__Text section__.
## START
Serve a static file associated with a specific collection or one of pywb’s own static assets

Parameters:
  • environ (dict) – The WSGI environment dictionary for the request
  • coll (str) – The collection the static file is associated with
  • filepath (str) – The file path (relative to the collection) for the static assest
Returns:

The WbResponse for the static asset

Return type:

WbResponse

setup_paths(environ, coll, record=False)[source]

Populates the WSGI environment dictionary with the path information necessary to perform a response for content or record.

Parameters:
  • environ (dict) – The WSGI environment dictionary for the request
  • coll (str) – The name of the collection the record is to be served from
  • record (bool) – Should the content being served by recorded (save to a warc). Only valid in record mode
class pywb.apps.frontendapp.MetadataCache(template_str)[source]

Bases: object

This class holds the collection medata template string and caches the metadata for a collection once it is rendered once. Cached metadata is updated if its corresponding file has been updated since last cache time (file mtime based)

get_all(routes)[source]

Load the metadata for all routes (collections) and populate the cache

Parameters:routes (list[str]) – List of collection names
Returns:A dictionary containing each collections metadata
Return type:dict
load(coll)[source]

Load and receive the metadata associated with a collection.

If the metadata for the collection is not cached yet its metadata file is read in and stored. If the cache has seen the collection before the mtime of the metadata file is checked and if it is more recent than the cached time, the cache is updated and returned otherwise the cached version is returned.

Parameters:coll (str) – Name of a collection
Returns:The cached metadata for a collection
Return type:dict
store_new(coll, path, mtime)[source]

Load a collections metadata file and store it

Parameters:
  • coll (str) – The name of the collection the metadata is for
  • path (str) – The path to the collections metadata file
  • mtime (float) – The current mtime of the collections metadata file
Returns:

The collections metadata

Return type:

dict

pywb.apps.live module

pywb.apps.rewriterapp module

class pywb.apps.rewriterapp.RewriterApp(framed_replay=False, jinja_env=None, config=None, paths=None)[source]

Bases: object

Primary application for rewriting the content served by pywb (if it is to be rewritten).

This class is also responsible rendering the archives templates

DEFAULT_CSP = "default-src 'unsafe-eval' 'unsafe-inline' 'self' data: blob: mediastream: ws: wss: ; form-action 'self'"
## END
__Dataset entries__.
## START
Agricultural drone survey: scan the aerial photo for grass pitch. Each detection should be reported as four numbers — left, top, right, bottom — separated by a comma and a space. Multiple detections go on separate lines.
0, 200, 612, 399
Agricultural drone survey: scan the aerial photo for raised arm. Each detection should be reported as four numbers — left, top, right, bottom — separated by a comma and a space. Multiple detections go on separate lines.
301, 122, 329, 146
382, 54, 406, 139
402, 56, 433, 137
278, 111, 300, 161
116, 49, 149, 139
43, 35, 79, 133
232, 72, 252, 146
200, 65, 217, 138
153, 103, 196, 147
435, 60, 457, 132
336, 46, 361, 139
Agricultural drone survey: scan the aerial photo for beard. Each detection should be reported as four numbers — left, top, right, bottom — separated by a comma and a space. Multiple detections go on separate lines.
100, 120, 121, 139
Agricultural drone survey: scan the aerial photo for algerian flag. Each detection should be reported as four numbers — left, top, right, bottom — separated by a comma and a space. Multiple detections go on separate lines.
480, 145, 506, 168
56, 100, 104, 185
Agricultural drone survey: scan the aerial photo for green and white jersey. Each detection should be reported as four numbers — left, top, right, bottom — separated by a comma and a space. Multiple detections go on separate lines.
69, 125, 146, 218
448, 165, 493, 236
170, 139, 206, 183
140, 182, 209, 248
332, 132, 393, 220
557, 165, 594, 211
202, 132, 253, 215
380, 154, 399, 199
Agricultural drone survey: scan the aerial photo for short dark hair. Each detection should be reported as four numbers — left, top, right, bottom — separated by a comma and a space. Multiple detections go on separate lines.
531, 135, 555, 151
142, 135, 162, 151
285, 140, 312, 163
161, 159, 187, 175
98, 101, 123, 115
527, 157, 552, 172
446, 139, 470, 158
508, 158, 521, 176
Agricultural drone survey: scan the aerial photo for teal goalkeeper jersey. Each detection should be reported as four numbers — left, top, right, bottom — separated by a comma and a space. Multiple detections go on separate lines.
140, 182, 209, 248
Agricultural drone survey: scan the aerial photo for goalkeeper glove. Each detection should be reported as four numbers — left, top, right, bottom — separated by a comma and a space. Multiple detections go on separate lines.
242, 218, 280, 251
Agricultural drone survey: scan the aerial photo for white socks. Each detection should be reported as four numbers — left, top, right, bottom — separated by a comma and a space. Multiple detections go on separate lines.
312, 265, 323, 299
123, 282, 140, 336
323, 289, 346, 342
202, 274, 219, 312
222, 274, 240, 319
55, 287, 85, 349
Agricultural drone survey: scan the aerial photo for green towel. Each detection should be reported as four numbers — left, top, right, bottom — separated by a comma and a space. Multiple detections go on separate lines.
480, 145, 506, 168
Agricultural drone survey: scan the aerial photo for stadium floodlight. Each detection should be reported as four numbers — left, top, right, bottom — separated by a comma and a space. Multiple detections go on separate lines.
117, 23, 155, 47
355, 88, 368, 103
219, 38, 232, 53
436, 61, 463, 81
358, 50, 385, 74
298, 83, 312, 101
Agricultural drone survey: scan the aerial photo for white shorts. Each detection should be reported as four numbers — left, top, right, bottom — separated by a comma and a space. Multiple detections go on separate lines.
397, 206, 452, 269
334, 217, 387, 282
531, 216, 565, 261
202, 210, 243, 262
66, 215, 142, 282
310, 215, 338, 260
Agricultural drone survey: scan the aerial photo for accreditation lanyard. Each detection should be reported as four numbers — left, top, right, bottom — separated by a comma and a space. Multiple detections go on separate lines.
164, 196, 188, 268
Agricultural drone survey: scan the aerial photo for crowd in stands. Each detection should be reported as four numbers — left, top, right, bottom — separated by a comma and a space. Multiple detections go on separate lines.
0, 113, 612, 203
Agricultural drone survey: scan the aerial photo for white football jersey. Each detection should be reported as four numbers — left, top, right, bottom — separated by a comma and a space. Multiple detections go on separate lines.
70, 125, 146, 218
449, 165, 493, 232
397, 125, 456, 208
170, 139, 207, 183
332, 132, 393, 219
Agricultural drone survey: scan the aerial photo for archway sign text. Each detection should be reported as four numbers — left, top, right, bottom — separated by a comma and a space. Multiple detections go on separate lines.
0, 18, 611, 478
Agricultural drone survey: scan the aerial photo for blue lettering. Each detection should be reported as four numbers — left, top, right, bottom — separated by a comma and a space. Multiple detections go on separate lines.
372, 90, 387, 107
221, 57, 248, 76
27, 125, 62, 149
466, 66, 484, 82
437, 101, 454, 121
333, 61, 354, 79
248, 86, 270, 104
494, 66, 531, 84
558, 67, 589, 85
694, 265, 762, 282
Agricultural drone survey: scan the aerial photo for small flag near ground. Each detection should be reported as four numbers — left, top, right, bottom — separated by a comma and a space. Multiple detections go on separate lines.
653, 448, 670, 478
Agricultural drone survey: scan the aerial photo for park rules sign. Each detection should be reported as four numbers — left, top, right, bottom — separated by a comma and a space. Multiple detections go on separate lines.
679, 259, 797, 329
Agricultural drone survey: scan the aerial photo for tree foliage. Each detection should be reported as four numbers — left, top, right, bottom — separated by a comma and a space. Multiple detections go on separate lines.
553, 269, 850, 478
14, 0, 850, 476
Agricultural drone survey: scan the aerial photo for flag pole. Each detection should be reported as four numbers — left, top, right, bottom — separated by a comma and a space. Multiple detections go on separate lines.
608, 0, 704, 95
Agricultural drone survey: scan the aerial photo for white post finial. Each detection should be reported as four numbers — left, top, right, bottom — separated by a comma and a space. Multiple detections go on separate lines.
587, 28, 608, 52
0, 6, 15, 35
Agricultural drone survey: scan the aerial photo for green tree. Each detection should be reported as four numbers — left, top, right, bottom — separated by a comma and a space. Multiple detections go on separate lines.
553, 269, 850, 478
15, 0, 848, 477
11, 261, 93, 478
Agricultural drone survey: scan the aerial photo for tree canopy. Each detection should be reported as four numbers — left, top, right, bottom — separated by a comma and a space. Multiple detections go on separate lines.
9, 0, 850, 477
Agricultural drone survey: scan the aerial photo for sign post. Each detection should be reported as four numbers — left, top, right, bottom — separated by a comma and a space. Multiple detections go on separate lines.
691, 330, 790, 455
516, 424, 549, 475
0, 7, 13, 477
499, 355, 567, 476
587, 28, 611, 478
## END
__Aim of the task__. Please continue the pywb API reference text from where it stops, picking up after the DEFAULT_CSP line in the RewriterApp class entry.

__Response to this exercise__.
VIDEO_INFO_CONTENT_TYPE = 'application/vnd.youtube-dl_formats+json'
add_csp_header(wb_url, status_headers)[source]

Adds Content-Security-Policy headers to the supplied StatusAndHeaders instance if the wb_url’s mod is equal to the replay mod

Parameters:
  • wb_url (WbUrl) – The WbUrl for the URL being operated on
  • status_headers (warcio.StatusAndHeaders) – The status and

headers instance for the reply to the URL

do_query(wb_url, kwargs)[source]

Performs the timemap query request for the supplied WbUrl returning the response

Parameters:
  • wb_url (WbUrl) – The WbUrl to be queried
  • kwargs (dict) – Optional keyword arguments
Returns:

The queries response

Return type:

requests.Response

format_response(response, wb_url, full_prefix, is_timegate, is_proxy, timegate_closest_ts=None)[source]
get_base_url(wb_url, kwargs)[source]
get_full_prefix(environ)[source]
get_host_prefix(environ)[source]
get_rel_prefix(environ)[source]
get_top_frame_params(wb_url, kwargs)[source]
get_top_url(full_prefix, wb_url, cdx, kwargs)[source]
get_upstream_url(wb_url, kwargs, params)[source]
handle_custom_response(environ, wb_url, full_prefix, host_prefix, kwargs)[source]
handle_error(environ, wbe)[source]
handle_query(environ, wb_url, kwargs, full_prefix)[source]
handle_timemap(wb_url, kwargs, full_prefix)[source]
is_ajax(environ)[source]
is_framed_replay(wb_url)[source]

Returns T/F indicating if the rewriter app is configured to be operating in framed replay mode and the supplied WbUrl is also operating in framed replay mode

Parameters:wb_url (WbUrl) – The WbUrl instance to check
Returns:T/F if in framed replay mode
Return type:bool
is_preflight(environ)[source]
make_timemap(wb_url, res, full_prefix, output)[source]
prepare_env(environ)[source]

setup environ path prefixes and scheme

render_content(wb_url, kwargs, environ)[source]
send_redirect(new_path, url_parts, urlrewriter)[source]
unrewrite_referrer(environ, full_prefix)[source]

pywb.apps.static_handler module

class pywb.apps.static_handler.StaticHandler(static_path)[source]

Bases: object

pywb.apps.warcserverapp module

pywb.apps.wayback module

pywb.apps.wbrequestresponse module

class pywb.apps.wbrequestresponse.WbResponse(status_headers, value=None, **kwargs)[source]

Bases: object

Represnts a pywb wsgi response object.

Holds a status_headers object and a response iter, to be returned to wsgi container.

add_access_control_headers(env=None)[source]

Adds Access-Control* HTTP headers to this WbResponse’s HTTP headers.

Parameters:env (dict) – The WSGI environment dictionary
Returns:The same WbResponse but with the values for the Access-Control* HTTP header added
Return type:WbResponse
add_range(*args)[source]

Add HTTP range header values to this response

Parameters:args (int) – The values for the range HTTP header
Returns:The same WbResponse but with the values for the range HTTP header added
Return type:WbResponse
static bin_stream(stream, content_type, status='200 OK', headers=None)[source]

Utility method for constructing a binary response.

Parameters:
  • stream (Any) – The response body stream
  • content_type (str) – The content-type of the response
  • status (str) – The HTTP status line
  • str]] headers (list[tuple[str,) – Additional headers for this response
Returns:

WbResponse that is a binary stream

Return type:

WbResponse

static encode_stream(stream)[source]

Utility method to encode a stream using utf-8.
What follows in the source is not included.